Every record must be given again word for word; no picture belongs in the copy.

### Data supplied
━━━━

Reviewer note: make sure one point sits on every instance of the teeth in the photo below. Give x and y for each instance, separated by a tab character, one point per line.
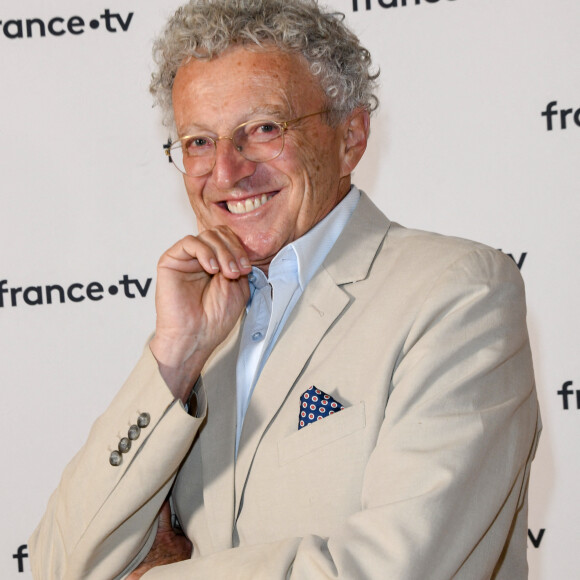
249	204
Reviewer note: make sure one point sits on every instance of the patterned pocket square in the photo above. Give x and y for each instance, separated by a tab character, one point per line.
315	405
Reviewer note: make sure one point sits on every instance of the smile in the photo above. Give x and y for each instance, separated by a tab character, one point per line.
247	205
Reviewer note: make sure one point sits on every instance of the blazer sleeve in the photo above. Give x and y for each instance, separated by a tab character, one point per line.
102	519
445	489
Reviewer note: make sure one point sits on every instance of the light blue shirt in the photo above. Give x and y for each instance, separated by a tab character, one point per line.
272	298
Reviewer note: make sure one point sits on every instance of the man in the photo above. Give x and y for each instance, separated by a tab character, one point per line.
409	457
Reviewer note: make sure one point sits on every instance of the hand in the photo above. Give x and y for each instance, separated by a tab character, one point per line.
168	546
202	288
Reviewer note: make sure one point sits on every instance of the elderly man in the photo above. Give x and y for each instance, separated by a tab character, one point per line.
327	394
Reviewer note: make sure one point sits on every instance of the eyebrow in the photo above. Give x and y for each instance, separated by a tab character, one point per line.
255	113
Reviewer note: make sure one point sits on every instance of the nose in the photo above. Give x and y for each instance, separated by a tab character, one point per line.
230	165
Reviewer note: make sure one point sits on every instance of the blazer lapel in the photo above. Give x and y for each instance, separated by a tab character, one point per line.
218	439
322	302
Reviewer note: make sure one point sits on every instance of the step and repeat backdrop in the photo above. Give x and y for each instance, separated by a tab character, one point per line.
478	135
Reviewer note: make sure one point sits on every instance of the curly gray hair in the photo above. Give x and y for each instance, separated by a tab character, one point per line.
204	29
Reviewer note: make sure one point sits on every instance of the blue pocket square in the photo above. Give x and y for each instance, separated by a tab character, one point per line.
315	405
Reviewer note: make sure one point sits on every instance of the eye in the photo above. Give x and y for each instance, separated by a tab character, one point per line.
262	131
197	145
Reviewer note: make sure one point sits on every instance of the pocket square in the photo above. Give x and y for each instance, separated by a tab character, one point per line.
315	405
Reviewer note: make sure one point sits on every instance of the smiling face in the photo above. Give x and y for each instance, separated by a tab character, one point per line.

━━━━

### Response to the task
Reviewer note: make sure one point sits on every instance of the teeth in the photo below. Give x and y for each instance, separated by a tab character, one point per line.
249	204
Reviewer note: make sure one point sits on every instance of the patterned pocket square in the photo above. Give x and y for each instance, separated by a tab character, one point per line.
315	405
Reviewer note: make sure one point sits on every instance of the smile in the photo above. Give x and y for each instance, separated by a tab character, one point per line.
247	205
Reviewer note: make sure one point sits on every instance of the blazer sleeve in the photo above. Give x and y for each instance, separated by a tab character, one point per line.
102	519
445	489
Reviewer note: make sure one point sits on every instance of the light blue shirt in the photo above. Give x and y for each instance, separated by a tab character, one point per line.
272	298
Reviewer note: make sure one point sits on every instance of the man in the photo above. Give x and y for each instance, separated by a tab character, one point per line.
409	457
Reviewer note: make sure one point sits on every instance of the hand in the photo above. Give x and y for each instance, separated by a tab character, one point per line.
168	546
202	288
Reviewer note: make sure one point sits on every instance of the elderly man in the photo above. Give x and y for each instance, separated by a tab character, one point per line.
327	394
Reviewer note: make sure one point sits on every instance of the eyebrow in the photo above. Give x and y for each instance, separated by a tab character, one point per line.
255	113
Reviewer note: make sure one point sits on every instance of the nose in the photo above. Give x and y for each instance, separated by a tab character, one point per line.
230	165
Reviewer note: make sure one point sits on every instance of the blazer lapel in the photo above. Give x and y for each instance, separated by a tab character, one point per line.
218	439
322	302
Reviewer note: make sure one point sits on every instance of the step and repeat backdrop in the photo above. Give x and y for each instance, separated by a tab character, one point per line.
478	135
Reviewer note: make sure one point sits on every instance of the curly gray hair in the photo above. Give x and y for each instance, separated by a tab character, one point per line.
204	29
Reviewer note: make sure one point sits on every instance of the blue pocket square in the photo above. Give x and y for each instance, separated by a tab character, one point per line.
315	405
Reviewer note: make sure one point sits on every instance of the eye in the photo above. Give x and y for each instance, separated by a tab character, one point per line.
262	131
197	145
Reviewer note: make sure one point sits on every instance of the pocket square in the photo above. Give x and y for each instance, separated by a tab character, one point per line.
315	405
Reviewer note: make sure one point sits on every instance of the smiling face in the photo above. Give x and y for each instance, separated by a tab character, one point per line.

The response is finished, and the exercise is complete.